(Spatial annotation records)
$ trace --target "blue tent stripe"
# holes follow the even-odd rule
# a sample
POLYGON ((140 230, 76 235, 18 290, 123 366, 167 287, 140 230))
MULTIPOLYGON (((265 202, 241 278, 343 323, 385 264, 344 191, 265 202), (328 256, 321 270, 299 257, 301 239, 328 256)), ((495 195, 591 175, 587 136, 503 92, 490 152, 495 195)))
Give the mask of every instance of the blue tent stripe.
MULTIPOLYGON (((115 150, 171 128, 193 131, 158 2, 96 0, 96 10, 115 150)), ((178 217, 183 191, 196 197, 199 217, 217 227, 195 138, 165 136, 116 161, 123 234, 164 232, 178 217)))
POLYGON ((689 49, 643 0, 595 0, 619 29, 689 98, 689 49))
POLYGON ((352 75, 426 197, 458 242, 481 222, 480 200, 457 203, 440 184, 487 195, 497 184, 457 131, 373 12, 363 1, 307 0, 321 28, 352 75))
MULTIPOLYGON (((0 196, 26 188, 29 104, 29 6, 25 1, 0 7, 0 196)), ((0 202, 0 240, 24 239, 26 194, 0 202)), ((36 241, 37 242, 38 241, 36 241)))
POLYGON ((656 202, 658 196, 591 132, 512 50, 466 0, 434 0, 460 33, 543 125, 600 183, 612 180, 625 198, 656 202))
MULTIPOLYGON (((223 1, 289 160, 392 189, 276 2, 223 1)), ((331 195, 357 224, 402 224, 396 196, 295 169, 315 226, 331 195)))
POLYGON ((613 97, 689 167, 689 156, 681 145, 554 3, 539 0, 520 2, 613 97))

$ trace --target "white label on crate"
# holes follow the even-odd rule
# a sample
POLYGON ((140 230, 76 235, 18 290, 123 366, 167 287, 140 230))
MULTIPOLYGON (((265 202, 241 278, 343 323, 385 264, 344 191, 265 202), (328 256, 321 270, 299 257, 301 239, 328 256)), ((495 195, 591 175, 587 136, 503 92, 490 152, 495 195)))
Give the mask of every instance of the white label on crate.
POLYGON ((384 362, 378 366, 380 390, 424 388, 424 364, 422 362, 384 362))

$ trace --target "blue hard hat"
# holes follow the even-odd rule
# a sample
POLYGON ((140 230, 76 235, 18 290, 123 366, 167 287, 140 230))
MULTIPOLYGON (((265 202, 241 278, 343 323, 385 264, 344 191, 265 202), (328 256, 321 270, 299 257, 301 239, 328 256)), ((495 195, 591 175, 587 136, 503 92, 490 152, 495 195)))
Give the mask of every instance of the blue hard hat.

_WHAT YOU WILL DO_.
Please restate the records in full, word for word.

_WRITTEN SOLUTION_.
$ trace --target "blue tent stripe"
# holes follow the even-odd rule
# a sample
POLYGON ((140 230, 76 235, 18 290, 123 366, 167 287, 140 230))
MULTIPOLYGON (((265 202, 241 278, 343 323, 385 264, 344 191, 265 202), (328 256, 321 270, 299 257, 301 239, 328 256)), ((495 195, 591 175, 587 136, 503 92, 490 152, 495 195)))
Give the mask of every instance of the blue tent stripe.
MULTIPOLYGON (((115 150, 171 128, 193 131, 158 2, 96 0, 96 10, 115 150)), ((178 217, 183 191, 196 197, 199 217, 217 227, 195 138, 165 136, 116 161, 123 234, 164 232, 178 217)))
POLYGON ((689 49, 643 0, 595 0, 619 29, 689 98, 689 49))
POLYGON ((352 75, 426 197, 458 242, 481 222, 480 200, 457 203, 440 184, 487 195, 497 184, 457 131, 373 12, 363 1, 307 0, 321 28, 352 75))
MULTIPOLYGON (((0 196, 26 188, 29 104, 29 6, 25 1, 0 7, 0 196)), ((0 202, 0 240, 24 239, 26 194, 0 202)), ((36 241, 37 242, 38 241, 36 241)))
POLYGON ((656 202, 658 196, 591 132, 512 50, 466 0, 434 0, 460 33, 543 125, 600 183, 612 180, 625 198, 656 202))
MULTIPOLYGON (((223 1, 289 160, 392 189, 276 2, 223 1)), ((331 195, 357 224, 402 224, 396 196, 295 169, 315 226, 331 195)))
POLYGON ((613 97, 689 167, 689 156, 681 145, 554 3, 539 0, 520 2, 613 97))

$ trace --target "white label on crate"
# holes follow the even-odd rule
# a sample
POLYGON ((140 230, 76 235, 18 290, 123 366, 167 287, 140 230))
MULTIPOLYGON (((265 202, 241 278, 343 323, 385 264, 344 191, 265 202), (328 256, 321 270, 299 257, 301 239, 328 256)), ((495 195, 591 175, 587 136, 503 92, 490 152, 495 195)))
Give the mask of every instance of the white label on crate.
POLYGON ((384 362, 378 366, 380 390, 424 388, 424 364, 422 362, 384 362))

$ trace --target "blue hard hat"
# holes follow the even-odd rule
# a sample
POLYGON ((140 230, 76 235, 18 290, 123 366, 167 287, 140 230))
MULTIPOLYGON (((265 202, 241 278, 343 323, 385 264, 344 191, 265 202), (328 256, 321 270, 299 257, 301 239, 328 256)), ((495 195, 591 175, 587 136, 503 92, 490 152, 495 195)))
Give the mask of every instance of the blue hard hat.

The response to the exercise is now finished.